→ **Tareas**:
1 - Copia de nuevo el fragmento del texto de lectura que empieza con "La pintura es" y sigue hasta "deciden por ellos.", pero renombra "La siesta" como "El descanso".
2 - Según el texto de lectura, ¿qué tres cosas resultan fáciles de hacer con un pueblo dormido? Enuméralas todas.

La pintura es "La siesta" (La Méridienne en francés), una obra de Vincent van Gogh pintada entre diciembre de 1889 y enero de 1890

Una democracia no se pierde de un día para otro: se erosiona lentamente, cuando los ciudadanos dejan de pensar y otros deciden por ellos.

Hay momentos en la historia en los que un pueblo parece caminar con los ojos abiertos pero con la conciencia apagada. Es un sueño extraño: se vota, se opina, se protesta a medias… pero sin verdadera lucidez. Y en ese estado de adormecimiento cívico, los poderosos respiran tranquilos, porque saben que un pueblo dormido es fácil de dividir, fácil de manipular y fácil de conducir hacia rutas que ya han demostrado su tragedia.

→ **Datos mostrados**:
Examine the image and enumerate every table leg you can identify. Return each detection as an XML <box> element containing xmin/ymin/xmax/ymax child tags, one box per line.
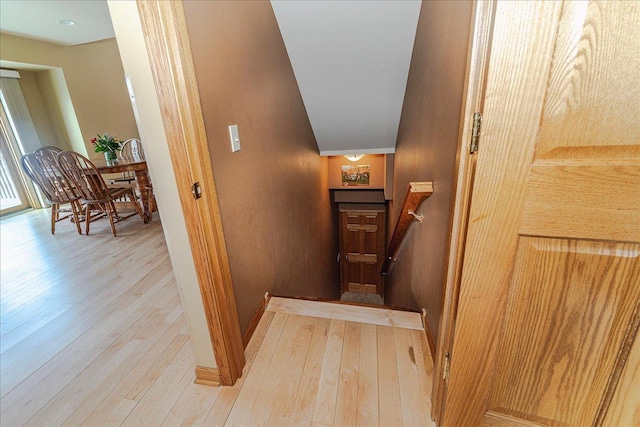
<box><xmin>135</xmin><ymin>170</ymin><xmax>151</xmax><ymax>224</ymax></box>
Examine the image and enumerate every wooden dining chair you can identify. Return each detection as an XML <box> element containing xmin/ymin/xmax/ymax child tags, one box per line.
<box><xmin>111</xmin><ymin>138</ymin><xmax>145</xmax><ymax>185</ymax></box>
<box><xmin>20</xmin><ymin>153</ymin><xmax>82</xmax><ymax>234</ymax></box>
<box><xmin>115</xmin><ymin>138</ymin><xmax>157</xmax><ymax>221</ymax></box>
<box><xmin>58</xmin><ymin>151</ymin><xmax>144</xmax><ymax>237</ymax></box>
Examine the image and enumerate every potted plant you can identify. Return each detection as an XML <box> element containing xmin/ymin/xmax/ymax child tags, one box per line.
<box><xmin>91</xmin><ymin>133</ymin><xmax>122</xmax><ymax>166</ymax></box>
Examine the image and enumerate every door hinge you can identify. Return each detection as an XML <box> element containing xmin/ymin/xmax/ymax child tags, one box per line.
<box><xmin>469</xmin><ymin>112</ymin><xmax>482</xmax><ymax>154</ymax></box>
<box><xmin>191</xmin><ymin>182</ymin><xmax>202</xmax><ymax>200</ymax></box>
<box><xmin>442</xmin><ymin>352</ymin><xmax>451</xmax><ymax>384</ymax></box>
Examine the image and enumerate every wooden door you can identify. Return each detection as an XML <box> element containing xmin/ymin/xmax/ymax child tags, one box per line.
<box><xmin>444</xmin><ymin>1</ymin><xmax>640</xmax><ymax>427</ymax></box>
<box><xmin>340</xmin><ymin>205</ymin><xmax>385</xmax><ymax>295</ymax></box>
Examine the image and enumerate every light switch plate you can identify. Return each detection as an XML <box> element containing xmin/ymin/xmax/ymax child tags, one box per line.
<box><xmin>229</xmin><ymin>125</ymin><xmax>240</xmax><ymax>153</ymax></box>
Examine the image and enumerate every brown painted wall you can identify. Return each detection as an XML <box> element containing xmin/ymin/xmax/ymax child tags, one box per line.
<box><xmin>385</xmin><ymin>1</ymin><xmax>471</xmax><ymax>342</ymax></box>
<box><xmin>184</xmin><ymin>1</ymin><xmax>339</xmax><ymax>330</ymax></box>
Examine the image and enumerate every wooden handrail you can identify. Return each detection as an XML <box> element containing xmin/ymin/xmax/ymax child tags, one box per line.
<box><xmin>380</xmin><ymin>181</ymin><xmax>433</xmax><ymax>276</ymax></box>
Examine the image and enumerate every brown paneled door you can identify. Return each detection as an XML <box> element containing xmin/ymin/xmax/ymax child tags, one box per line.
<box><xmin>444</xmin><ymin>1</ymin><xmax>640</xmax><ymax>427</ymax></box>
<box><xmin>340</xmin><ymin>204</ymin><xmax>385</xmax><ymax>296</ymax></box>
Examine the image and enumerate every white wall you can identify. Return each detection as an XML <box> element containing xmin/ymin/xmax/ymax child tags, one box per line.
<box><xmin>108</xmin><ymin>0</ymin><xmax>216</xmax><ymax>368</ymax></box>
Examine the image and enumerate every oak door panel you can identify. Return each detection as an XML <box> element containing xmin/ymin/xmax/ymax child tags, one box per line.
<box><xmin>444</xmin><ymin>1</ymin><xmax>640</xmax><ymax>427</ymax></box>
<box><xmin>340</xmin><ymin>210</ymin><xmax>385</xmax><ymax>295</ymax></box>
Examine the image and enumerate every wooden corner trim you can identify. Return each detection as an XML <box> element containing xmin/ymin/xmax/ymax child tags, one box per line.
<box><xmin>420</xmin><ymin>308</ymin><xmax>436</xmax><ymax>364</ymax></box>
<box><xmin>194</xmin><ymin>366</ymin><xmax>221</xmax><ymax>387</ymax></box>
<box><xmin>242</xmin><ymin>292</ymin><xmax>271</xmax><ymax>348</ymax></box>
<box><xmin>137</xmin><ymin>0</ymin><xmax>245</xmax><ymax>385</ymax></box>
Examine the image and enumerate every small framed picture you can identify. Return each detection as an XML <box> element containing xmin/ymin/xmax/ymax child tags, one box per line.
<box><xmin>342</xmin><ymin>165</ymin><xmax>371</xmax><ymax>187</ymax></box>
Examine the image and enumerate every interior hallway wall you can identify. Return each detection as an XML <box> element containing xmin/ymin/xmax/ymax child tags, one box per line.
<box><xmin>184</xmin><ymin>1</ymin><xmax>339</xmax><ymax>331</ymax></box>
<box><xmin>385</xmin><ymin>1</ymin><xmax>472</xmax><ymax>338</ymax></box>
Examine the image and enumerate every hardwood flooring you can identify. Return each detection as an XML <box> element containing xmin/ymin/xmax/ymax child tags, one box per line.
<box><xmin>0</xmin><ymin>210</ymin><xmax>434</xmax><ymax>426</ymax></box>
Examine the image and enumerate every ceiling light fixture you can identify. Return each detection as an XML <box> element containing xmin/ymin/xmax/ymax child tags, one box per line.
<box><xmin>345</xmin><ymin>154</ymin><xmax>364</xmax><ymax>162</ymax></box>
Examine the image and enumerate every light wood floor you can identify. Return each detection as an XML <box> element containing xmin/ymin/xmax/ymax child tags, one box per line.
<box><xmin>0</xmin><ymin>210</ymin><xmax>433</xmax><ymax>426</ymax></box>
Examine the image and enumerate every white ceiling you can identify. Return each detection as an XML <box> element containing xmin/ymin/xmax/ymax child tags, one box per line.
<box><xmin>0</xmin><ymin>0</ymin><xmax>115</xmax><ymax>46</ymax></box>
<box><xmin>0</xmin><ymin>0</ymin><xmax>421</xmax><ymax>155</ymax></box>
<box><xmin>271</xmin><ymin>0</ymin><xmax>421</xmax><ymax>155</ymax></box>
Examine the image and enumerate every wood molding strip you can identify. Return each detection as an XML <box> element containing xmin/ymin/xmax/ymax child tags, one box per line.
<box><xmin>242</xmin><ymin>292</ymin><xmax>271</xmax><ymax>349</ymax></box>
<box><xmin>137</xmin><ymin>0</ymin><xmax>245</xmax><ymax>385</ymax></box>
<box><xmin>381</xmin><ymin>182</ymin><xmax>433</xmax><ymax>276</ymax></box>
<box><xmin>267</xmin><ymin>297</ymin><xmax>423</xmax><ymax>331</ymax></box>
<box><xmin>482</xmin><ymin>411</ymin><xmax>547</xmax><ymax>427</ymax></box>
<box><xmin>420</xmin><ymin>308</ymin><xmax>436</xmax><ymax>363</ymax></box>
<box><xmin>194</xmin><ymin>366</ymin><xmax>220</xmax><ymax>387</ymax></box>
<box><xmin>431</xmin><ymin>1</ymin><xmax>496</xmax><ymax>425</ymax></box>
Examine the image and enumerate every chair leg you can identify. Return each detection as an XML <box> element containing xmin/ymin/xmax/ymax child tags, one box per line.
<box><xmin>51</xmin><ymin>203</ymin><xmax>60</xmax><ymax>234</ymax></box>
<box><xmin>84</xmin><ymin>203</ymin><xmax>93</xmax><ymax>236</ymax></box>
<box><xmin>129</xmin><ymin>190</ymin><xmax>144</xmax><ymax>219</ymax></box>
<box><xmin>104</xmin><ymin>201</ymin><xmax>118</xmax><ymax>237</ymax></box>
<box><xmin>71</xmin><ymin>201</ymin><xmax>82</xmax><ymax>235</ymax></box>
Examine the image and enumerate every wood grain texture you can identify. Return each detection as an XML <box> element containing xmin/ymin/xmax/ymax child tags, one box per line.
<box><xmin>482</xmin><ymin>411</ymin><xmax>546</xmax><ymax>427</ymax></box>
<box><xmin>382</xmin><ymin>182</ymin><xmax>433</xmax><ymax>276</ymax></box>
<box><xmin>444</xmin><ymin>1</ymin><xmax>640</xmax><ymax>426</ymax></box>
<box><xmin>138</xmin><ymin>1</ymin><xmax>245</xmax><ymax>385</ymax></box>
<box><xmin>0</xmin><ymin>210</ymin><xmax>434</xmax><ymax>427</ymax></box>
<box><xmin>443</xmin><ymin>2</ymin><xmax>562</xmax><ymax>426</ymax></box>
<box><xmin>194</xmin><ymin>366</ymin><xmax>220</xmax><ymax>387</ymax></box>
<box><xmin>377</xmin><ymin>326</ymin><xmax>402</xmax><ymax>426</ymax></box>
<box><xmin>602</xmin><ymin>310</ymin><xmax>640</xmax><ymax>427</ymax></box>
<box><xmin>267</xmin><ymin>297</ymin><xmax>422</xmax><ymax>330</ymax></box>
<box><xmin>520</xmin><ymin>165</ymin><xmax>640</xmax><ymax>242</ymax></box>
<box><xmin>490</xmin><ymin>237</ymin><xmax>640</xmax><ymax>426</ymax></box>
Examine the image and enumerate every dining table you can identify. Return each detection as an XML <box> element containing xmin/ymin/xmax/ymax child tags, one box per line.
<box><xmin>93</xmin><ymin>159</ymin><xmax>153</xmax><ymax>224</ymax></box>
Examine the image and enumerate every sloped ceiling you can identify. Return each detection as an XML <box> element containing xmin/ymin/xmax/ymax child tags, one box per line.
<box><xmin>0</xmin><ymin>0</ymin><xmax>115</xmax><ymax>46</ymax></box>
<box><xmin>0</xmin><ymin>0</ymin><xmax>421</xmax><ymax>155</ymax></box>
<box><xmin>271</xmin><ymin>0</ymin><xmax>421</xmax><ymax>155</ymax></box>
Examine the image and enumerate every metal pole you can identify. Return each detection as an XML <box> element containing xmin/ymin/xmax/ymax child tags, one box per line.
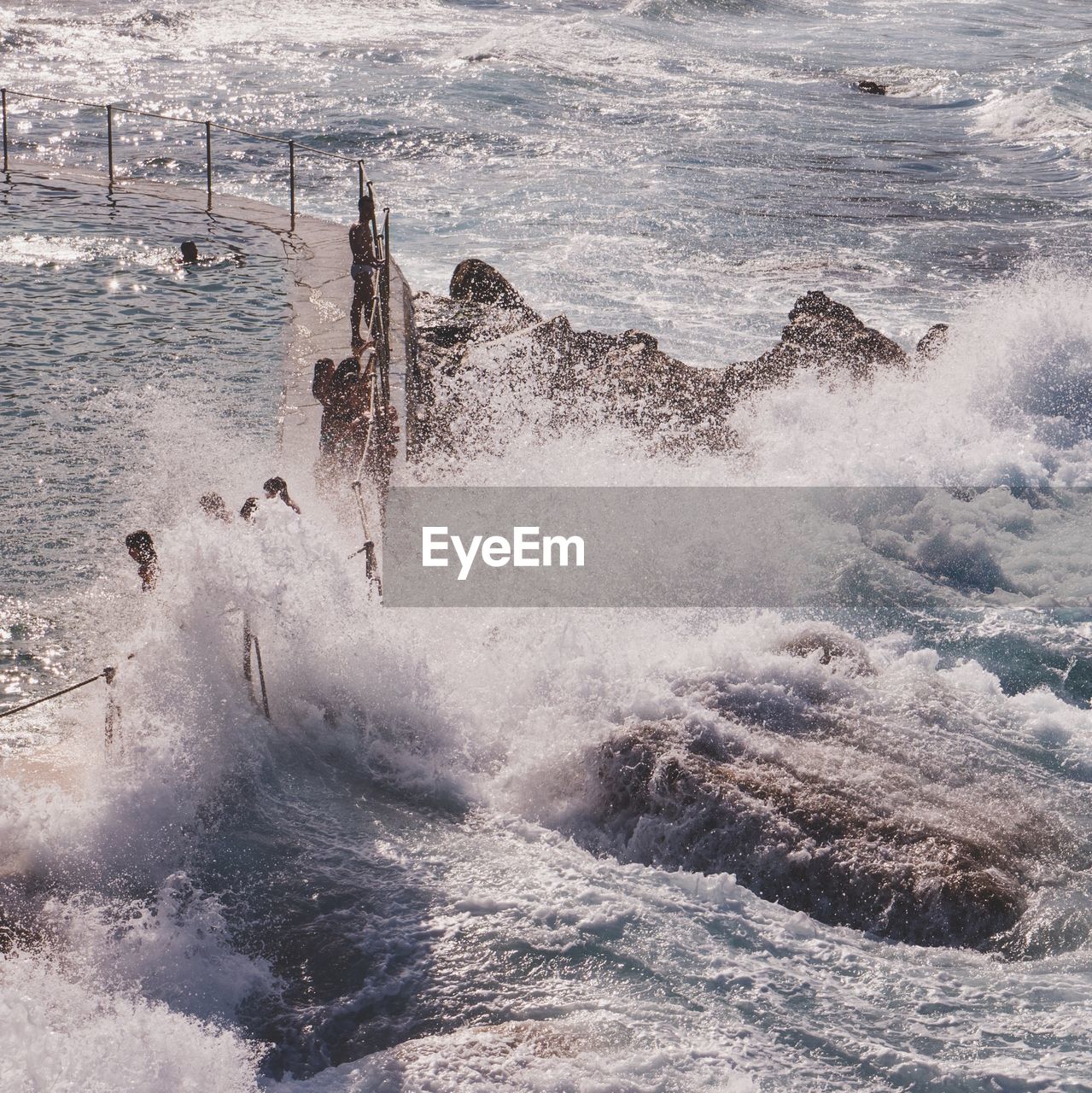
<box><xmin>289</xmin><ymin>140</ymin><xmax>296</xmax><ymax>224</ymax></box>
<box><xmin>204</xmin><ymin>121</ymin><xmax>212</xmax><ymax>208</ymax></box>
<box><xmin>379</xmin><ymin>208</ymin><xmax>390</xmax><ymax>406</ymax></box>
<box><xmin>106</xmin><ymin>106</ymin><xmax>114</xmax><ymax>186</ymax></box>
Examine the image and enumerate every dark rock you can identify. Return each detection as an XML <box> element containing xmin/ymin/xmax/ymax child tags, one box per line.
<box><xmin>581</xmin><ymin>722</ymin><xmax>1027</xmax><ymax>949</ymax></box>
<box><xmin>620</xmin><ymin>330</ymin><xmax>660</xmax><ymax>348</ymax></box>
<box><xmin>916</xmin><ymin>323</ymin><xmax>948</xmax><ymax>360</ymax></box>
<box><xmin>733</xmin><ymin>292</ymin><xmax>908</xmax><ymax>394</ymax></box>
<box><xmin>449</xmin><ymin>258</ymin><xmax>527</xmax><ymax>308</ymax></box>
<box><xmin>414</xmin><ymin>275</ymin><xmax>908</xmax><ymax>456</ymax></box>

→ **Ejercicio resuelto**:
1 -
La pintura es "El descanso" (La Méridienne en francés), una obra de Vincent van Gogh pintada entre diciembre de 1889 y enero de 1890

Una democracia no se pierde de un día para otro: se erosiona lentamente, cuando los ciudadanos dejan de pensar y otros deciden por ellos.

2 -
- Dividirlo
- Manipularlo
- Conducirlo hacia rutas que ya han demostrado su tragedia